#### [Prompt]
Answer these questions from the book review:
(a) How does the calf respond to the bull?
(b) Which young animal does not cry "DADA!" at the end, and what does it say?
(c) In Ordóñez's illustrations, what changes even though the compositions hardly vary?

YOUR BABY'S FIRST WORD WILL BE DADA

A succession of animal dads do their best to teach their young to say “Dada” in this picture-book vehicle for Fallon.

A grumpy bull says, “DADA!”; his calf moos back. A sad-looking ram insists, “DADA!”; his lamb baas back. A duck, a bee, a dog, a rabbit, a cat, a mouse, a donkey, a pig, a frog, a rooster, and a horse all fail similarly, spread by spread. A final two-spread sequence finds all of the animals arrayed across the pages, dads on the verso and children on the recto. All the text prior to this point has been either iterations of “Dada” or animal sounds in dialogue bubbles; here, narrative text states, “Now everybody get in line, let’s say it together one more time….” Upon the turn of the page, the animal dads gaze round-eyed as their young across the gutter all cry, “DADA!” (except the duckling, who says, “quack”). Ordóñez's illustrations have a bland, digital look, compositions hardly varying with the characters, although the pastel-colored backgrounds change. The punch line fails from a design standpoint, as the sudden, single-bubble chorus of “DADA” appears to be emanating from background features rather than the baby animals’ mouths (only some of which, on close inspection, appear to be open). It also fails to be funny.

#### [Data shown]
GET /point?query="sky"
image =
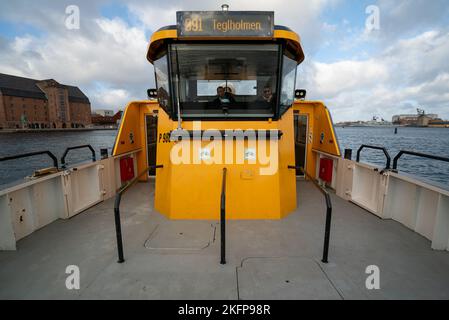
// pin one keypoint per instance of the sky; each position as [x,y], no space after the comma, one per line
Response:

#### [Solution to the exercise]
(a) It moos back.
(b) The duckling, which says "quack."
(c) The pastel-colored backgrounds.